Dataset content
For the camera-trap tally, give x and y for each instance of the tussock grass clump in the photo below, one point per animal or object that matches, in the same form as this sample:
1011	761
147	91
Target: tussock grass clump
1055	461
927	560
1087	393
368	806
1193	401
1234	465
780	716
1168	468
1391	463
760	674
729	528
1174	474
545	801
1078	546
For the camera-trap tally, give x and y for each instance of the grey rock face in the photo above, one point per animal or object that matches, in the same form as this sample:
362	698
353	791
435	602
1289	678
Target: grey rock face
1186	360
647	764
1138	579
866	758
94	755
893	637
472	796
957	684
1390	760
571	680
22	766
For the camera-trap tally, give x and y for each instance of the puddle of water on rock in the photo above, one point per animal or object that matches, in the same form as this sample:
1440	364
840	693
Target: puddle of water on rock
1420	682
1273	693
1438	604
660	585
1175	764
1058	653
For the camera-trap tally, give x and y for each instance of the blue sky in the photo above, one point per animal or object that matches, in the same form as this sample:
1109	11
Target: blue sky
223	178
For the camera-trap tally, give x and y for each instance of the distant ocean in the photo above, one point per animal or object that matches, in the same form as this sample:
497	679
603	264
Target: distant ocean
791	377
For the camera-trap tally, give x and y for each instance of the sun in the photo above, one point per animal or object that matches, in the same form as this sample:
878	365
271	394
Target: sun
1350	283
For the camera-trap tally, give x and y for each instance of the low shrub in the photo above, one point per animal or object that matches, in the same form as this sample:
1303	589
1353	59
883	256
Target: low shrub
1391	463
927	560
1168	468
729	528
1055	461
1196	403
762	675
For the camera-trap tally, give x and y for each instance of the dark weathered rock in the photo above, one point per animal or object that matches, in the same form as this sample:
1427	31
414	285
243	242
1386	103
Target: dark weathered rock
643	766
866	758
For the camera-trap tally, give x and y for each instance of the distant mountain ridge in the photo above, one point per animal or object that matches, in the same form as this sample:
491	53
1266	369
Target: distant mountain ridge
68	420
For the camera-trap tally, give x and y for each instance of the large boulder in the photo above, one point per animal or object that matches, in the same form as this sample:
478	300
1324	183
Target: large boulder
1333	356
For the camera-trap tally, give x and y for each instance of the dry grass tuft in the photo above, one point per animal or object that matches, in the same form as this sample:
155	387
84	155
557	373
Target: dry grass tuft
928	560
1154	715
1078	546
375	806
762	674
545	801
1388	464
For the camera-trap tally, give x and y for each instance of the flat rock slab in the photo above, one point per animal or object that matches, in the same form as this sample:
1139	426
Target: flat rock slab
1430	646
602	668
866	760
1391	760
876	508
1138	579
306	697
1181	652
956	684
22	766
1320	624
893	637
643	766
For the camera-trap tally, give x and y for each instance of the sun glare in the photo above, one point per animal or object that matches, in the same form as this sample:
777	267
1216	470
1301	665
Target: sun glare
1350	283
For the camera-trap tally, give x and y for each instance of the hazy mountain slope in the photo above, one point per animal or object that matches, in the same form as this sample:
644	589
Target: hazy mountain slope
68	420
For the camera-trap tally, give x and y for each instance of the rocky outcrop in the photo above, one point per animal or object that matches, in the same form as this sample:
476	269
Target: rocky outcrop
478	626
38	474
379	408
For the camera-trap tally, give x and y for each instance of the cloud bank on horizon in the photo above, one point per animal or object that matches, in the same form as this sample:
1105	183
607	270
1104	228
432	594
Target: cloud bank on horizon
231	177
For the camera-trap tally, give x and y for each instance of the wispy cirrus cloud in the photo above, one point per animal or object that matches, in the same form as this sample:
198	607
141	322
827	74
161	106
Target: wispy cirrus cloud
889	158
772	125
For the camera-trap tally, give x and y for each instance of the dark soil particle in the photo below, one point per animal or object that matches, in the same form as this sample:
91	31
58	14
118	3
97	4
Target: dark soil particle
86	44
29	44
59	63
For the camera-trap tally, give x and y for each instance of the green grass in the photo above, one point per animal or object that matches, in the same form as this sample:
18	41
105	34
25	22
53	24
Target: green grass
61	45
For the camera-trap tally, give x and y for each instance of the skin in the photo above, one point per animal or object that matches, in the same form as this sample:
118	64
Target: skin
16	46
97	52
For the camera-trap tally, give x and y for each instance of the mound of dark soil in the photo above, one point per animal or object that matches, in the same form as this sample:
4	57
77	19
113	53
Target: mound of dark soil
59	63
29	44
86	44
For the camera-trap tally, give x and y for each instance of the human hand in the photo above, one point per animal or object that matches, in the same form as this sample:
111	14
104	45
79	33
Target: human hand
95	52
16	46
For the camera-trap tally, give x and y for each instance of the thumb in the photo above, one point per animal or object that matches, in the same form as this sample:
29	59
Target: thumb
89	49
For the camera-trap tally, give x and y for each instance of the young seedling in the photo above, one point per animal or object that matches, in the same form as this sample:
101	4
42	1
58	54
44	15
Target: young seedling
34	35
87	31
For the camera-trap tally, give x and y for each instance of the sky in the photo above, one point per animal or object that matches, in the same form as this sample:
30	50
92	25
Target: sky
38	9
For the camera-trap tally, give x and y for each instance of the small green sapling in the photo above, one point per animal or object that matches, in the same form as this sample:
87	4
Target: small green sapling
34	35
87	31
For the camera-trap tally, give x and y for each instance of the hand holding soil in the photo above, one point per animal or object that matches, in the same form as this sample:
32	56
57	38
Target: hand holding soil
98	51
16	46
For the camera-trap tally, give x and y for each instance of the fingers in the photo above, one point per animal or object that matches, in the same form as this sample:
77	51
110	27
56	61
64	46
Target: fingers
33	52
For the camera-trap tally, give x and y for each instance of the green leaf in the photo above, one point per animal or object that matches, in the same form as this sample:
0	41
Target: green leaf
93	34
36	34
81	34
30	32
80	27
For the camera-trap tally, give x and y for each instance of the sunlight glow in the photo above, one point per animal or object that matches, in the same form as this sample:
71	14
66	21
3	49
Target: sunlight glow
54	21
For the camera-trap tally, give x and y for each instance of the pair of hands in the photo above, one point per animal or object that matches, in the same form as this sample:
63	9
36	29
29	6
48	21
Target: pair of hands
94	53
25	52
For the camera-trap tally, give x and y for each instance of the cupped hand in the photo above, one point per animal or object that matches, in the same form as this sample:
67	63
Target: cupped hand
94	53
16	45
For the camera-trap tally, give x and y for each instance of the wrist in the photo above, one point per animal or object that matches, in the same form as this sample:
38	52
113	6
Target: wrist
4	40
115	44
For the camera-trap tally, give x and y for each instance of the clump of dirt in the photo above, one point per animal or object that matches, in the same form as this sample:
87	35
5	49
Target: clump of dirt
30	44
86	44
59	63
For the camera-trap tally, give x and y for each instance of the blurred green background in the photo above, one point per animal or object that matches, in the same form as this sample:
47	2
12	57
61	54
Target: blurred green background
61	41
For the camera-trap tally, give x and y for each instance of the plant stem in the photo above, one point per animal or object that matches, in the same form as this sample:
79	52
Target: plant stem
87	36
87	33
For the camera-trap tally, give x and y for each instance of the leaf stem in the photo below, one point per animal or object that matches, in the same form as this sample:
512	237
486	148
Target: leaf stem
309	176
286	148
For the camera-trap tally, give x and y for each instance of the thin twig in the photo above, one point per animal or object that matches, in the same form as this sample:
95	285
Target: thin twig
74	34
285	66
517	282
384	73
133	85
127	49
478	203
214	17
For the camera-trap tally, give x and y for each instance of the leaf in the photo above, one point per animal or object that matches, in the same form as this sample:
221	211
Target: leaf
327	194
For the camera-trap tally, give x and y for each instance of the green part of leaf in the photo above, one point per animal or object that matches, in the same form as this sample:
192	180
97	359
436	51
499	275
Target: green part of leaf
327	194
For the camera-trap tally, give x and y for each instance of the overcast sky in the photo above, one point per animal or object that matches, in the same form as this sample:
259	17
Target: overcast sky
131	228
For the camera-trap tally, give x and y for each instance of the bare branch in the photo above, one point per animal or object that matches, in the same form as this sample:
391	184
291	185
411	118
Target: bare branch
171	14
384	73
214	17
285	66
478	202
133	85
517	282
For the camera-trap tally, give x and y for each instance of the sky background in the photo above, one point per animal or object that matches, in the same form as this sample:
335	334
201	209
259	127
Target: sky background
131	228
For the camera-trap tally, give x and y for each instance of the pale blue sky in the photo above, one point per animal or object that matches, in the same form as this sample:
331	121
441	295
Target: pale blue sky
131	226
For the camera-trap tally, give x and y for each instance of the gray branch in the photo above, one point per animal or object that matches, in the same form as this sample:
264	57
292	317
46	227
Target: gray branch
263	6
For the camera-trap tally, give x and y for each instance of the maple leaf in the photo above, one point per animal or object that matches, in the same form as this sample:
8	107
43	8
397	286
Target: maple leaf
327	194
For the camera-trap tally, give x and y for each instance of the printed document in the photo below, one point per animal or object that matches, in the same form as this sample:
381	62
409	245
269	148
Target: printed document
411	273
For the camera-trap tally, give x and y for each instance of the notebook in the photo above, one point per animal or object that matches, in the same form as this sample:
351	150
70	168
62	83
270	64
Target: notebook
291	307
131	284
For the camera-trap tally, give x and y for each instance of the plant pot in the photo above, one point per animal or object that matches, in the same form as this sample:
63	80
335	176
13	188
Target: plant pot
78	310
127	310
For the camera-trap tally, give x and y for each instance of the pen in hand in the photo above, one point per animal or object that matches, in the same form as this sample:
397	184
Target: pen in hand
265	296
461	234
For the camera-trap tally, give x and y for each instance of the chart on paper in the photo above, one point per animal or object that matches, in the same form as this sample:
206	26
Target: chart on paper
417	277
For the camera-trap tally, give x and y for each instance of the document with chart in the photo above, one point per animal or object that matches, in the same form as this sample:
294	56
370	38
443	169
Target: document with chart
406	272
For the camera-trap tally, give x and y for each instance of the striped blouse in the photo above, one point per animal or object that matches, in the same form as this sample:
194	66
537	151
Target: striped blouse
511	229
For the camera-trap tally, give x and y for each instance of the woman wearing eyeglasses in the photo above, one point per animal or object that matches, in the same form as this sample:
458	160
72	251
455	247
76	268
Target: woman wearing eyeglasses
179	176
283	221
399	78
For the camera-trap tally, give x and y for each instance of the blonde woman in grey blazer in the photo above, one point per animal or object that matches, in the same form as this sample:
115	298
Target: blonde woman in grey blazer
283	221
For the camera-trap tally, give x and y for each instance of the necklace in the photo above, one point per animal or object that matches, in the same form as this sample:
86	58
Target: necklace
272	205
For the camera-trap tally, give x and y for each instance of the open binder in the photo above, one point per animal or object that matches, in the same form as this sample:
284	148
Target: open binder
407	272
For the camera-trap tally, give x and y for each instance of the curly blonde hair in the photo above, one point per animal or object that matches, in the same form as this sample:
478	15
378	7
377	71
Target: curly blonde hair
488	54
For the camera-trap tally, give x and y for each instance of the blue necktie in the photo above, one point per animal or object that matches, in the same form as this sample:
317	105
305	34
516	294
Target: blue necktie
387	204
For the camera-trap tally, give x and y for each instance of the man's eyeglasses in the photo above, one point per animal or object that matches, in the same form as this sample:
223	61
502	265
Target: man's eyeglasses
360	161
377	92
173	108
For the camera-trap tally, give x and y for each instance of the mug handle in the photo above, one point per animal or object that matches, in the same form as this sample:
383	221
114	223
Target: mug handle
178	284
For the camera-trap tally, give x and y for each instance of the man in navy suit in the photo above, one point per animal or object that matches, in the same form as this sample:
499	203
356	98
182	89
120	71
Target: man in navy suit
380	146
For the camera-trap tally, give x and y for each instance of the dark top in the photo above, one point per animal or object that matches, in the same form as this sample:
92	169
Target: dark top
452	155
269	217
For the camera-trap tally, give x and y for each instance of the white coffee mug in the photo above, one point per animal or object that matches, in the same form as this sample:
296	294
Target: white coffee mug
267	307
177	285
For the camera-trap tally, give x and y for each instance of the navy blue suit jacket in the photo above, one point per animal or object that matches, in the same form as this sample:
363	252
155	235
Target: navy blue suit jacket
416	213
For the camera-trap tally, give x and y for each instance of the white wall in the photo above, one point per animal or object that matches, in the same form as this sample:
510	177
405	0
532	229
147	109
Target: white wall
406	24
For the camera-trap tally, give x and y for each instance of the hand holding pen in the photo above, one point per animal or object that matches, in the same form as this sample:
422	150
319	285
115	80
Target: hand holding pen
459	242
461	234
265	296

Your goal
Search the material for lines holding the word "below", then say how many there are and nothing more.

Solution to this problem
4